→ **STATED PROBLEM**:
Update the data below, replacing each "keypoint" with "marker" and leaving every other part untouched.

→ **DATA ENTRIES**:
□ □ □ □

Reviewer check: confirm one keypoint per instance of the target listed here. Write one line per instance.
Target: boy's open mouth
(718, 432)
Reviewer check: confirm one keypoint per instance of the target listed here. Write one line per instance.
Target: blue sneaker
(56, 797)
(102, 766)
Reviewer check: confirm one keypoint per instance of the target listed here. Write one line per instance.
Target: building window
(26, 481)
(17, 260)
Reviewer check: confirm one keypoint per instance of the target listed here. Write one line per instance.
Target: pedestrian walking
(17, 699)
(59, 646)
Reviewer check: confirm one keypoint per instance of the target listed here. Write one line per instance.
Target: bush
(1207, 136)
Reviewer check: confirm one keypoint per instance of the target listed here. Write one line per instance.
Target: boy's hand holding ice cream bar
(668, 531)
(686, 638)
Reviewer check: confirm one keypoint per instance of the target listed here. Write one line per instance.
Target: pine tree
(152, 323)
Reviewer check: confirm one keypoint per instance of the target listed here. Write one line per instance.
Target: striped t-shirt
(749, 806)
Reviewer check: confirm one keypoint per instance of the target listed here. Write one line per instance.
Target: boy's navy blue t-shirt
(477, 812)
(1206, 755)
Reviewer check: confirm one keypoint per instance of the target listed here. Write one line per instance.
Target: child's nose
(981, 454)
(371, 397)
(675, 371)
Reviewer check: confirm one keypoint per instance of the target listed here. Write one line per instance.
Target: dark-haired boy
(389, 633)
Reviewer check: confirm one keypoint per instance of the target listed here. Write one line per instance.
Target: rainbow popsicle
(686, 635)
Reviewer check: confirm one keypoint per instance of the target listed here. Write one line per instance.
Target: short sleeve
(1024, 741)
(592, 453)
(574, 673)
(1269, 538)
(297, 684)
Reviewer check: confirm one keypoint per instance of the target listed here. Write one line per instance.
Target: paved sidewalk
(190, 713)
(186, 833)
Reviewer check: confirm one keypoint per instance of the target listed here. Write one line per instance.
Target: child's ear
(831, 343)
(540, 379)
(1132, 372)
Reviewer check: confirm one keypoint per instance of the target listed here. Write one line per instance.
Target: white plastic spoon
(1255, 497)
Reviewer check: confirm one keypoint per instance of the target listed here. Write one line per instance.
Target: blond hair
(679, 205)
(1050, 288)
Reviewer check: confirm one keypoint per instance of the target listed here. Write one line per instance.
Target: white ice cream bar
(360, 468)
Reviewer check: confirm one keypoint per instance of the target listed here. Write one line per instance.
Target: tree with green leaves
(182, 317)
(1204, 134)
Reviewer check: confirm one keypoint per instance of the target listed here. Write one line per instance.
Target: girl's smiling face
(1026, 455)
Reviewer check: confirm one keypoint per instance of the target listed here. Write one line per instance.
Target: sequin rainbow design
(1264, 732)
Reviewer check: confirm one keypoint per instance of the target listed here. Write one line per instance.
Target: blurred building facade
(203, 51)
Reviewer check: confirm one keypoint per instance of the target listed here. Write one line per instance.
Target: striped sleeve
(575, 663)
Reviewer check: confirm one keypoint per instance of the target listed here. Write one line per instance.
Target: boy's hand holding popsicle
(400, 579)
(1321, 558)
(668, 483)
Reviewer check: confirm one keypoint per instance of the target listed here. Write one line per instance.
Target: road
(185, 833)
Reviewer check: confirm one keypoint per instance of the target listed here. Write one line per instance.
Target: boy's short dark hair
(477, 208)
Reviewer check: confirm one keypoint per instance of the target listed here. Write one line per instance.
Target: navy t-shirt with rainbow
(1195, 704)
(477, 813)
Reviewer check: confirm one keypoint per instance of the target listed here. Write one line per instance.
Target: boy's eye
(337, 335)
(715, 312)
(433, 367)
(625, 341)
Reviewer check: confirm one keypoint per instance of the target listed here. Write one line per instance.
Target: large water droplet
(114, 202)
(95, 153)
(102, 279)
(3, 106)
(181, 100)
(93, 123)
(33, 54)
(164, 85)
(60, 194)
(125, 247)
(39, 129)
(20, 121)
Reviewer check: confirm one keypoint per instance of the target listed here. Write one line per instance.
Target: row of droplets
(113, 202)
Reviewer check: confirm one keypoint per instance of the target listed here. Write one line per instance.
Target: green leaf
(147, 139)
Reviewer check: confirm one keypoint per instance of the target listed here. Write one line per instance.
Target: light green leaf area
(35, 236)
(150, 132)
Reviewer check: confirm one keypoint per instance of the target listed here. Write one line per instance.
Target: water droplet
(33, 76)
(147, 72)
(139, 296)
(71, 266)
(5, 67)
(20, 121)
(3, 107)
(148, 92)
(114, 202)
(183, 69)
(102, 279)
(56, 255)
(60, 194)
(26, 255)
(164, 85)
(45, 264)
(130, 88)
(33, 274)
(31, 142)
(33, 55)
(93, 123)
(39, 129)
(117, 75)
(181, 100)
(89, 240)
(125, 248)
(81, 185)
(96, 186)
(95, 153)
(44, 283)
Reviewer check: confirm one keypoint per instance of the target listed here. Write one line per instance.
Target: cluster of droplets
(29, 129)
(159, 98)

□ □ □ □

→ **TASK RESULT**:
Reviewer check: confirm one marker per instance of the target listed here. Write one line per instance.
Target: boy's open mouth
(718, 432)
Reviewer check: confirm one marker per instance of the target listed here. Write one line per instance.
Target: blue sneaker
(56, 797)
(102, 766)
Reviewer check: confirm one marker per instance of the target listed here. Write one line per instance.
Target: building window
(26, 481)
(17, 260)
Reviewer check: confirm one marker per instance of the target listed here. Write one line per instance.
Target: pedestrian walking
(17, 699)
(59, 646)
Reviewer check: confirm one marker per instance of the target listed here. Write one line per instance.
Target: bush
(1207, 136)
Reviewer check: confirm one marker per instance of the target listed here. Write one line per instance.
Target: boy's hand holding ice cream bar
(668, 531)
(686, 638)
Reviewer check: confirm one marker per instance of the target listed here. Write one line per instance.
Target: pine tree
(152, 323)
Reviewer check: confirm one marker per instance of the target listed here. Write one line per instance.
Target: striped t-shirt
(749, 806)
Reviewer check: confirm one marker per instance of the target listed here. Write one line per instance.
Target: boy's navy blue t-shirt
(477, 812)
(1206, 755)
Reviewer check: confirm one marker per instance of the target listed here. Write one line per instance.
Target: child's nose
(981, 454)
(371, 397)
(675, 371)
Reviewer check: confirm one marker per instance of the target listed here. Write one line per instance.
Target: dark-haired boy
(389, 633)
Reviewer check: confirm one marker per instance of the target listed here. Write one line per instance.
Target: rainbow popsicle
(686, 635)
Reviewer check: confirm one marker per instance of the target listed here. Write one line per instance.
Target: short sleeve
(1024, 741)
(592, 453)
(574, 673)
(1269, 538)
(297, 684)
Reviewer check: confirm one marker per instance of the target listed here. Write one line per instance.
Target: paved sidewalk
(190, 713)
(186, 833)
Reviewer check: confirm one marker per instance of the target listed here. Write one line per instance.
Target: child's ear
(831, 343)
(540, 379)
(1132, 372)
Reviewer check: confirm one marker per instance of the target listed here. Write one line per instance.
Target: white plastic spoon
(1255, 497)
Reviewer check: confirm one marker per instance of the target listed here. Write one line per instance.
Target: blond hair
(679, 205)
(1050, 288)
Reviewer check: confirm one marker per instance of the target listed here. Write one line per instance.
Target: white ice cream bar
(360, 468)
Reviewer check: confirm one marker per instance of the target listed here. Write one line per instance.
Target: tree with green leaves
(182, 317)
(1204, 134)
Reviewer check: confirm one marker per instance of the target listed here. Write one line per instance.
Target: girl's smiling face
(1026, 455)
Reviewer check: confirm one marker per instance of the target listed here. Write one line per instance.
Target: sequin rainbow design
(1264, 732)
Reviewer check: confirm one marker per instance of the target listed here. Write one line per instance.
Target: blurred building facade
(203, 51)
Reviewer check: confirm one marker per instance of the target listed here. Write one line per instance.
Target: striped sleeve
(575, 663)
Reviewer check: confirm one marker per instance of the target listed here. Write one line per instance.
Target: boy's hand holding popsicle
(400, 579)
(1321, 558)
(668, 483)
Reviewer check: confirm one marker per instance of the target listed here. Write one line per instance.
Target: road
(185, 833)
Reviewer check: confirm one marker per instance of the target listed here. Write one line per instance.
Target: boy's short dark hair
(477, 208)
Reviewer check: confirm one marker per instance of the target listed here. Write one line per instance.
Target: navy t-shirt with rainbow
(1195, 704)
(477, 813)
Reviewer check: confirm one marker per instance of the target listed here. Write one line per instance.
Target: boy's eye
(337, 335)
(715, 312)
(433, 367)
(625, 341)
Reviewer check: confirm one marker per instance of the target listed here. Write one line per instance.
Target: large water droplet
(114, 202)
(95, 153)
(102, 279)
(3, 106)
(181, 100)
(93, 123)
(33, 54)
(164, 85)
(60, 194)
(125, 247)
(39, 129)
(20, 121)
Reviewer check: confirm one marker per instance of the target listed here. Write one line per instance.
Target: row of droplets
(113, 202)
Reviewer check: confirm one marker per instance of the target listed here. Write one line per instance.
Target: green leaf
(147, 139)
Reviewer check: confirm one marker per instance of the target listed here. Write one line per instance.
Target: light green leaf area
(35, 236)
(150, 132)
Reviewer check: confirm one marker per instance of the target listed here. Write one line per instance.
Target: water droplet
(33, 76)
(147, 72)
(139, 296)
(71, 266)
(5, 67)
(20, 121)
(3, 107)
(148, 92)
(114, 202)
(183, 69)
(102, 279)
(56, 255)
(60, 194)
(26, 255)
(164, 85)
(45, 264)
(130, 88)
(33, 274)
(31, 142)
(33, 55)
(93, 123)
(39, 129)
(117, 75)
(181, 100)
(89, 240)
(125, 248)
(81, 185)
(96, 186)
(95, 153)
(44, 283)
Reviewer check: confirm one marker per instance of the target listed here. Write one line per instance.
Target: cluster of droplets
(29, 129)
(159, 98)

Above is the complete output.